--- START OF Excerpt provided ---
I could help you out with your pointer training. I am by far no expert....but I'd be willing to share what I have learned over the years. 


Sent from my iPhone using Tapatalk


----------



## Logan_L_88 (Nov 27, 2017)

Thanks for y’alls response. I’m in SLC and would love to connect with those who have trained or are training.


----------



## gdog (Sep 13, 2007)

Wasatch Mountain NAVHDA. They have a Facebook page I believe.


----------



## Airborne (May 29, 2009)

This is a good book: https://www.amazon.com/Bird-Dog-Ben-Williams/dp/1595433309

I hope you're getting an English Pointer, otherwise you can't call your dog a 'pointer'. You have to call it what it is like -> shorthair or wirehair or any of the other lesser breed names :grin:

Don't get hung up on the ground training with Pointers, train them to come when called, come to you when you beep the E-collar. Play fetch with some tennis balls in the back yard with the fetch command but make it fun for the dog. Aside from this for the first year or two just put the dog on a bunch of wild birds--wild birds make a bird dog.
--- END OF Excerpt provided ---
--- START OF Material supplied ---
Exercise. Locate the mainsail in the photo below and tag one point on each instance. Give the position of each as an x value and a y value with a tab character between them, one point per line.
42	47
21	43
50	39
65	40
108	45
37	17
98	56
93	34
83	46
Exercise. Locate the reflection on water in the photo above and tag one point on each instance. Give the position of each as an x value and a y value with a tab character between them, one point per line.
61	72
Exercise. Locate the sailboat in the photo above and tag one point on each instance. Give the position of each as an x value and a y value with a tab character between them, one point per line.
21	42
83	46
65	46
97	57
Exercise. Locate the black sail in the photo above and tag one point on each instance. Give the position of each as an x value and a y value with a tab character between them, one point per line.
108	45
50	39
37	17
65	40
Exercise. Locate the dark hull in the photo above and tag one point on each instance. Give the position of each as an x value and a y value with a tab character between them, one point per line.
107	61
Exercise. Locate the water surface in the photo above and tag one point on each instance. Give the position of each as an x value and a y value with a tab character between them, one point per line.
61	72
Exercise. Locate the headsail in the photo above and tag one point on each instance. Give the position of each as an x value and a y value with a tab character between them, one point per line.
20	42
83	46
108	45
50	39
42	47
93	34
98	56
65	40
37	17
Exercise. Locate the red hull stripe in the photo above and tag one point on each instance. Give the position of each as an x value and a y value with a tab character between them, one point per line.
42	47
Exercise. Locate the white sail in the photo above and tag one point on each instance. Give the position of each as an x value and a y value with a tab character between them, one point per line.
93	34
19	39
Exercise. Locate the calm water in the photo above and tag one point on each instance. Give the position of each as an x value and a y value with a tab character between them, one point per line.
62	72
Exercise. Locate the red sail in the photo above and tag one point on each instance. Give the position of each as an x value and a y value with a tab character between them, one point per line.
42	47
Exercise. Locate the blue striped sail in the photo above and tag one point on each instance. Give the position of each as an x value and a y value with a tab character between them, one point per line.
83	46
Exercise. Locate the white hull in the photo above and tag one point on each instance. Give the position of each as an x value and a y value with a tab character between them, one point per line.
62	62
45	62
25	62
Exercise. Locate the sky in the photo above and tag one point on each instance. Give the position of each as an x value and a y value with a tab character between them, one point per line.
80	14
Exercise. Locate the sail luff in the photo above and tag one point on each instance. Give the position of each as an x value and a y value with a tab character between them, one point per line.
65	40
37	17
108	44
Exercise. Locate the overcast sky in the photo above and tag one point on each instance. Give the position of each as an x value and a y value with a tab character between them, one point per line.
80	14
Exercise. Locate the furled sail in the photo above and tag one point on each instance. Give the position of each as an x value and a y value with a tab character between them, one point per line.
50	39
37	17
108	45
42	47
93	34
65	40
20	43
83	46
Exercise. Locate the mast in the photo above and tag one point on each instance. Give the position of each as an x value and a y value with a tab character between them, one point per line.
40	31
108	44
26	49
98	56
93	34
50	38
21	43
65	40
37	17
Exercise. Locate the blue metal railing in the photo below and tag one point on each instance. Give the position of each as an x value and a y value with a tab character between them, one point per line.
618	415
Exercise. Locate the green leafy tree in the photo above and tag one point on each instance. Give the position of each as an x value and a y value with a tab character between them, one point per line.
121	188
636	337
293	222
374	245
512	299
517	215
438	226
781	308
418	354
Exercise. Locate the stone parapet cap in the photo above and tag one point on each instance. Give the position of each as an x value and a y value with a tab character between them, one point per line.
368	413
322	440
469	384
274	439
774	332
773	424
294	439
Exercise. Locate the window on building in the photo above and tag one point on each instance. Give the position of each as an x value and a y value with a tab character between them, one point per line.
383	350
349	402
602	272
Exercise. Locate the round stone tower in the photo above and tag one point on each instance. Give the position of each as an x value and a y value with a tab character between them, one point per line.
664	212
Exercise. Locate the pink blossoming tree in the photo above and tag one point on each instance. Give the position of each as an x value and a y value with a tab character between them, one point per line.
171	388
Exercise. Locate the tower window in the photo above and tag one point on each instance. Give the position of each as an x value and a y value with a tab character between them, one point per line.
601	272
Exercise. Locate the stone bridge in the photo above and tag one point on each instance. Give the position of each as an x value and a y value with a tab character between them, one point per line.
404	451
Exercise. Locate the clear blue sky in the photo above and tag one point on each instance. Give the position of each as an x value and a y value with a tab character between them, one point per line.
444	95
--- END OF Material supplied ---
**Short exercise**:
Reproduce the passage of the pointer-training thread starting with "Wasatch Mountain NAVHDA." and going on through "a bird dog.".

**Response to this exercise**:
Wasatch Mountain NAVHDA. They have a Facebook page I believe.


----------



## Airborne (May 29, 2009)

This is a good book: https://www.amazon.com/Bird-Dog-Ben-Williams/dp/1595433309

I hope you're getting an English Pointer, otherwise you can't call your dog a 'pointer'. You have to call it what it is like -> shorthair or wirehair or any of the other lesser breed names :grin:

Don't get hung up on the ground training with Pointers, train them to come when called, come to you when you beep the E-collar. Play fetch with some tennis balls in the back yard with the fetch command but make it fun for the dog. Aside from this for the first year or two just put the dog on a bunch of wild birds--wild birds make a bird dog.